** Start of STORED RECORDS **

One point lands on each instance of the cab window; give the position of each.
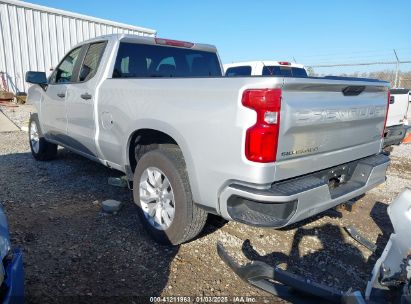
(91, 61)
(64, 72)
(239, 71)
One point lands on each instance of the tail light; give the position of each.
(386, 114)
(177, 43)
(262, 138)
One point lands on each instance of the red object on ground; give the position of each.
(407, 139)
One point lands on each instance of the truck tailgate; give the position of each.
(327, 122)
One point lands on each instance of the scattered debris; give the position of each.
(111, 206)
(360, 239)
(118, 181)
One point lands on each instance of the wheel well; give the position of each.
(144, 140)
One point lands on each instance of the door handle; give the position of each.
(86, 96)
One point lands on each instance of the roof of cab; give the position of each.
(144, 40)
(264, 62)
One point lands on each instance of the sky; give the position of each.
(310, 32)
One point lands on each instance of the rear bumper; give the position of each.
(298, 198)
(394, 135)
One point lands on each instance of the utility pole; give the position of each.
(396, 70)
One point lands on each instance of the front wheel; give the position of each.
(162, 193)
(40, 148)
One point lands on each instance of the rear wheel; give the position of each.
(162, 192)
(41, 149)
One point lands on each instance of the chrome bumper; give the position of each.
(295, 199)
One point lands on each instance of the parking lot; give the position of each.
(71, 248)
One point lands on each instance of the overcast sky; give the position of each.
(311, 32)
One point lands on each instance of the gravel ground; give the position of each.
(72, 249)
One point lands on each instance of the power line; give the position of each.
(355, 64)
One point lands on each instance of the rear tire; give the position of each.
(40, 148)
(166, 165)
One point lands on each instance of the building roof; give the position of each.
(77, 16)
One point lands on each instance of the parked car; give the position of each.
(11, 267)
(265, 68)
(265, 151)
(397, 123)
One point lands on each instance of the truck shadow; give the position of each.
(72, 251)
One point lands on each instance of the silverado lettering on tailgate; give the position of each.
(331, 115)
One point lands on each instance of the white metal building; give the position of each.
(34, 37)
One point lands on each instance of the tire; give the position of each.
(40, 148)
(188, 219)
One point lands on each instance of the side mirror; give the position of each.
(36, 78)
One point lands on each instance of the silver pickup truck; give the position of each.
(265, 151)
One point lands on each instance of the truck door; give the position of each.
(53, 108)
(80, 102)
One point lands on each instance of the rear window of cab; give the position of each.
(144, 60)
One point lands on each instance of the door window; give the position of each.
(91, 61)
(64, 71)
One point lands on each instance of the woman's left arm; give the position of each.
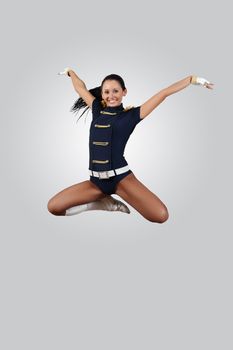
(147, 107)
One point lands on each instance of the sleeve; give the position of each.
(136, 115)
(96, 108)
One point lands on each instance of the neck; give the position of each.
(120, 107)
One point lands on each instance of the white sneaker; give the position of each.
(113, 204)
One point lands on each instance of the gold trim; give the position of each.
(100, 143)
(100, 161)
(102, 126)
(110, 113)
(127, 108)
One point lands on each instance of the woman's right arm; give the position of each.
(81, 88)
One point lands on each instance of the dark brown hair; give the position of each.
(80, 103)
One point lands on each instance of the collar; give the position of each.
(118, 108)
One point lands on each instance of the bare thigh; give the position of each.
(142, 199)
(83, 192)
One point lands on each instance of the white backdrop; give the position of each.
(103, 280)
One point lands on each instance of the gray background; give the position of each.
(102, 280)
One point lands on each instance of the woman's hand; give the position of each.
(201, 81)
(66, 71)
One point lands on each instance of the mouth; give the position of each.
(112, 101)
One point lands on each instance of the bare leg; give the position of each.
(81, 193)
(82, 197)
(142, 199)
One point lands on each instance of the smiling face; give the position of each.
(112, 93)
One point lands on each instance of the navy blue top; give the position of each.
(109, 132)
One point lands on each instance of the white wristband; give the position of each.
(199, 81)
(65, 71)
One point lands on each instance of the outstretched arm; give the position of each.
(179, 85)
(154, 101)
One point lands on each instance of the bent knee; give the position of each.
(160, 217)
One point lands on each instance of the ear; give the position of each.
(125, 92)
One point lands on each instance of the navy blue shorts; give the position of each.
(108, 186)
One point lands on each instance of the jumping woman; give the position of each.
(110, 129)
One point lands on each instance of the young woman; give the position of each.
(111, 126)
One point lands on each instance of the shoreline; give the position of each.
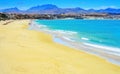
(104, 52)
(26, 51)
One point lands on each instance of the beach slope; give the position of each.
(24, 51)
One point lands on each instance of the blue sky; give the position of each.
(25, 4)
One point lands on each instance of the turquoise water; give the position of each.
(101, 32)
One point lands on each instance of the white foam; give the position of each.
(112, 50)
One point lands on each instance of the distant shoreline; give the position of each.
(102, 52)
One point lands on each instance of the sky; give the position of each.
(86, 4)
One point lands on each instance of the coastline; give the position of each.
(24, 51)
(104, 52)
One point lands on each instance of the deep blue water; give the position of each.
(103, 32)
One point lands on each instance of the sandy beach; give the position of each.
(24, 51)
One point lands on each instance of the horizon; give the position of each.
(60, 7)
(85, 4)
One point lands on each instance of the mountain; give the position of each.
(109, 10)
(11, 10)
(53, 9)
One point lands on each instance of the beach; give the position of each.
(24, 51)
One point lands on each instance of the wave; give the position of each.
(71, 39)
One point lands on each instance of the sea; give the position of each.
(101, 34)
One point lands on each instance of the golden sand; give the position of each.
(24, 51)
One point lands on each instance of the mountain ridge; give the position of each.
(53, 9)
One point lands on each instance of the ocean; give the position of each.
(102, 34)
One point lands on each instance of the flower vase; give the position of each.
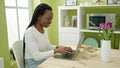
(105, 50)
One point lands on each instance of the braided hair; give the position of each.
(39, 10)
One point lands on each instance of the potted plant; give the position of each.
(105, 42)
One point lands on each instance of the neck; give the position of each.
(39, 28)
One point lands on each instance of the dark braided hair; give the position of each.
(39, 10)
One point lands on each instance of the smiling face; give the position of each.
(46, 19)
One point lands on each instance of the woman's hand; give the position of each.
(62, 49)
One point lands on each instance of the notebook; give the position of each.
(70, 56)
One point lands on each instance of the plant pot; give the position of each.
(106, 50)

** End of STORED RECORDS **

All entries are to be retyped exactly. Omit any embedded images.

One point lands on each instance of the cab window; give the position of each.
(91, 61)
(64, 72)
(239, 71)
One point lands on each instance of the tail light; give the position of each.
(386, 114)
(177, 43)
(262, 138)
One point lands on each instance of the red object on ground; give the position of each.
(407, 139)
One point lands on each instance of the truck tailgate; give the position of each.
(327, 122)
One point lands on each instance of the scattered debris; give the position of each.
(111, 206)
(360, 239)
(118, 181)
One point lands on each instance of the wheel well; give the position of each.
(144, 140)
One point lands on each instance of the door handle; give the position of each.
(86, 96)
One point lands on each instance of the roof of cab; give the position of each.
(144, 40)
(264, 62)
One point lands on each instance of the sky; give the position of each.
(310, 32)
One point lands on each instance of the rear bumper; give the position of each.
(298, 198)
(394, 135)
One point lands on each instance of the utility pole; give the position of each.
(396, 70)
One point lands on each instance of the front wheel; give the position of each.
(162, 193)
(40, 148)
One point lands on each instance of the rear wheel; give the position of each.
(162, 192)
(41, 149)
One point lands on each instance of the chrome bumper; give the position of each.
(295, 199)
One point lands on each instance of the parking lot; give the position of each.
(71, 248)
One point lands on each instance of the overcast sky; give the position of each.
(311, 32)
One point lands on each instance of the gravel ground; give the position of each.
(72, 249)
One point lands on each instance of the power line; give the position of each.
(355, 64)
One point lands on each instance of the rear tire; give the position of each.
(40, 148)
(166, 165)
One point lands on each instance of the building roof; give the position of each.
(77, 16)
One point lands on each instance of the parked car; give the position of each.
(11, 267)
(265, 68)
(265, 151)
(397, 123)
One point lands on each instance of the truck shadow; give the position of each.
(72, 251)
One point lands on each instance of the silverado lettering on tailgate; give the position of each.
(331, 115)
One point lands on each instance of the white metal building; give the position of each.
(34, 37)
One point lands on each instance of the tire; give the position of each.
(40, 148)
(188, 219)
One point lands on each instance of the side mirror; give the position of each.
(36, 78)
One point lands on each instance of the silver pickup truck; give the position of each.
(265, 151)
One point lands on each instance of the truck door; give the position of each.
(53, 108)
(80, 102)
One point lands on each instance of the rear window of cab; give the position of each.
(144, 60)
One point lands on each instance of the door window; give the position of each.
(91, 61)
(64, 71)
One point lands on each instance of the woman's left arm; give the position of each.
(147, 107)
One point lands on each instance of the sleeve; give the position of each.
(136, 115)
(96, 108)
One point lands on each instance of the neck; give the position of each.
(120, 107)
One point lands on each instance of the white sneaker; give the position of each.
(113, 204)
One point lands on each instance of the gold trim; give the position of each.
(100, 143)
(100, 161)
(102, 126)
(110, 113)
(127, 108)
One point lands on each instance of the woman's right arm; give the position of each.
(81, 88)
One point lands on each instance of the dark brown hair; give the position of each.
(80, 103)
One point lands on each instance of the collar; give the position of each.
(118, 108)
One point lands on each instance of the bare thigh; give the position of each.
(142, 199)
(83, 192)
One point lands on each instance of the white backdrop; give the position of each.
(103, 280)
One point lands on each instance of the gray background; give the position of each.
(102, 280)
One point lands on each instance of the woman's hand; give the position of each.
(201, 81)
(66, 71)
One point lands on each instance of the mouth; give the position of each.
(112, 101)
One point lands on each instance of the bare leg; give the position of each.
(81, 193)
(82, 197)
(142, 199)
One point lands on each instance of the smiling face; give the position of each.
(112, 93)
One point lands on each instance of the navy blue top; give the position of each.
(109, 132)
One point lands on each instance of the white wristband; give the position of each.
(199, 81)
(65, 71)
One point lands on each instance of the outstretched arm; give the position of each.
(179, 85)
(154, 101)
One point lands on each instance of the bent knee; give the position of each.
(160, 217)
One point lands on each instance of the ear; give the position of each.
(125, 92)
One point lands on each instance of the navy blue shorts; give the position of each.
(108, 186)
One point lands on each instance of the jumping woman; give the position of each.
(110, 129)
One point lands on each instance of the young woman; give the position of each.
(111, 126)
One point lands on each instance of the shoreline; give the position of each.
(104, 52)
(26, 51)
One point lands on each instance of the beach slope; give the position of each.
(24, 51)
One point lands on each instance of the blue sky; give the position of each.
(25, 4)
One point lands on each instance of the turquoise water; give the position of each.
(101, 32)
One point lands on each instance of the white foam; give the position of each.
(112, 50)
One point lands on each instance of the distant shoreline; give the position of each.
(102, 52)
One point lands on each instance of the sky; give the position of each.
(86, 4)
One point lands on each instance of the coastline; give the position of each.
(24, 51)
(104, 52)
One point lands on each instance of the deep blue water; give the position of each.
(103, 32)
One point lands on each instance of the sandy beach; give the position of each.
(24, 51)
One point lands on each instance of the horizon; give the position of each.
(60, 7)
(85, 4)
One point lands on each instance of the mountain; give the position of each.
(109, 10)
(11, 10)
(53, 9)
One point lands on each instance of the beach; give the position of each.
(24, 51)
One point lands on each instance of the wave; give the position of each.
(71, 39)
One point lands on each instance of the sea; give the position of each.
(101, 34)
One point lands on each instance of the golden sand; give the position of each.
(24, 51)
One point lands on each instance of the mountain ridge; give the position of each.
(53, 9)
One point lands on each instance of the ocean; give the position of each.
(102, 34)
One point lands on each instance of the flower vase; give the position of each.
(105, 50)
One point lands on each instance of the braided hair; give the position of each.
(39, 10)
One point lands on each instance of the potted plant; give the position of each.
(105, 42)
One point lands on each instance of the neck; give the position of each.
(39, 28)
One point lands on each instance of the dark braided hair; give the position of each.
(39, 10)
One point lands on each instance of the smiling face; give the position of each.
(46, 19)
One point lands on each instance of the woman's hand; give the position of each.
(62, 49)
One point lands on each instance of the notebook; give the position of each.
(70, 56)
One point lands on each instance of the plant pot; give the position of each.
(106, 50)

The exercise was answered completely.